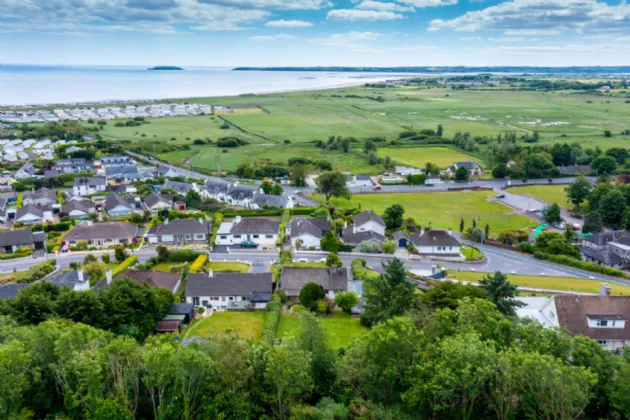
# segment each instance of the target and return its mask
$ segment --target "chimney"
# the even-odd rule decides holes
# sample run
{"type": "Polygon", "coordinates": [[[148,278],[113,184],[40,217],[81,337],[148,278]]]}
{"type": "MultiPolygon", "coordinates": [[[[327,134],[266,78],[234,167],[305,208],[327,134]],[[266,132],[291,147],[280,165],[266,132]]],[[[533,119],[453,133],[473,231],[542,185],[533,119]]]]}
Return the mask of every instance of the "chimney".
{"type": "Polygon", "coordinates": [[[348,227],[348,221],[347,221],[347,220],[344,220],[344,221],[343,221],[343,228],[345,229],[345,228],[347,228],[347,227],[348,227]]]}
{"type": "Polygon", "coordinates": [[[83,269],[79,268],[77,270],[77,277],[79,278],[79,283],[83,283],[85,281],[85,278],[83,277],[83,269]]]}
{"type": "Polygon", "coordinates": [[[448,236],[453,236],[453,229],[448,228],[448,236]]]}
{"type": "Polygon", "coordinates": [[[201,217],[197,219],[197,221],[199,222],[200,225],[203,225],[203,219],[201,217]]]}
{"type": "Polygon", "coordinates": [[[420,236],[424,236],[424,228],[422,226],[420,226],[420,236]]]}
{"type": "Polygon", "coordinates": [[[164,224],[168,225],[168,217],[164,219],[164,224]]]}
{"type": "Polygon", "coordinates": [[[610,286],[608,283],[602,283],[599,286],[599,295],[600,296],[610,296],[610,286]]]}
{"type": "Polygon", "coordinates": [[[214,271],[211,268],[208,269],[208,277],[214,277],[214,271]]]}
{"type": "Polygon", "coordinates": [[[352,226],[352,233],[357,233],[357,227],[356,226],[352,226]]]}
{"type": "Polygon", "coordinates": [[[239,223],[241,223],[241,216],[236,216],[236,217],[234,218],[234,224],[235,224],[235,225],[237,225],[237,224],[239,224],[239,223]]]}
{"type": "Polygon", "coordinates": [[[107,272],[105,273],[105,281],[107,282],[107,285],[109,286],[110,284],[112,284],[112,270],[107,270],[107,272]]]}

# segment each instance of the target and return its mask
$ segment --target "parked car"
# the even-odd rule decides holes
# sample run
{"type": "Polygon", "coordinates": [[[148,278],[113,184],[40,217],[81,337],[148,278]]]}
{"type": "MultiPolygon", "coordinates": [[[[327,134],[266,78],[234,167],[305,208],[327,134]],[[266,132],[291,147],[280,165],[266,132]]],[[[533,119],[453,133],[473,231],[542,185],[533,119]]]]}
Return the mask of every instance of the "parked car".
__________________________________________________
● About this exercise: The answer must be the data above, repeated exactly, with no pictures.

● Exercise answer:
# segment each instance of the target and return its mask
$ segment --target "chimney"
# the even-odd rule decides holes
# sample run
{"type": "Polygon", "coordinates": [[[148,278],[113,184],[40,217],[81,337],[148,278]]]}
{"type": "MultiPolygon", "coordinates": [[[[327,134],[266,78],[234,167],[305,208],[327,134]],[[266,132],[291,147],[280,165],[266,132]]],[[[533,119],[453,133],[473,231],[542,185],[533,119]]]]}
Return the mask of every instance of the "chimney".
{"type": "Polygon", "coordinates": [[[348,227],[348,221],[347,221],[347,220],[344,220],[344,221],[343,221],[343,228],[345,229],[345,228],[347,228],[347,227],[348,227]]]}
{"type": "Polygon", "coordinates": [[[83,269],[79,268],[77,270],[77,277],[79,278],[79,283],[83,283],[85,281],[85,278],[83,277],[83,269]]]}
{"type": "Polygon", "coordinates": [[[448,236],[453,236],[453,229],[448,228],[448,236]]]}
{"type": "Polygon", "coordinates": [[[201,217],[197,219],[197,221],[199,222],[200,225],[203,225],[203,219],[201,217]]]}
{"type": "Polygon", "coordinates": [[[420,236],[424,236],[424,228],[422,226],[420,226],[420,236]]]}
{"type": "Polygon", "coordinates": [[[164,224],[168,225],[168,217],[164,219],[164,224]]]}
{"type": "Polygon", "coordinates": [[[610,286],[608,283],[602,283],[599,286],[599,295],[600,296],[610,296],[610,286]]]}
{"type": "Polygon", "coordinates": [[[214,271],[211,268],[208,269],[208,277],[214,277],[214,271]]]}
{"type": "Polygon", "coordinates": [[[352,226],[352,233],[357,233],[357,227],[356,226],[352,226]]]}
{"type": "Polygon", "coordinates": [[[239,223],[241,223],[241,216],[236,216],[236,217],[234,218],[234,224],[235,224],[235,225],[237,225],[237,224],[239,224],[239,223]]]}
{"type": "Polygon", "coordinates": [[[107,272],[105,273],[105,281],[107,282],[107,285],[109,286],[110,284],[112,284],[112,270],[107,270],[107,272]]]}

# segment each instance of the target and return its mask
$ segment --target "parked car"
# the even-odd rule decides holes
# sample run
{"type": "Polygon", "coordinates": [[[148,278],[113,184],[40,217],[81,337],[148,278]]]}
{"type": "MultiPolygon", "coordinates": [[[[327,134],[266,78],[234,167],[305,208],[327,134]],[[266,132],[291,147],[280,165],[266,132]]],[[[533,119],[453,133],[473,231],[542,185],[533,119]]]]}
Return the mask of every instance of the "parked car".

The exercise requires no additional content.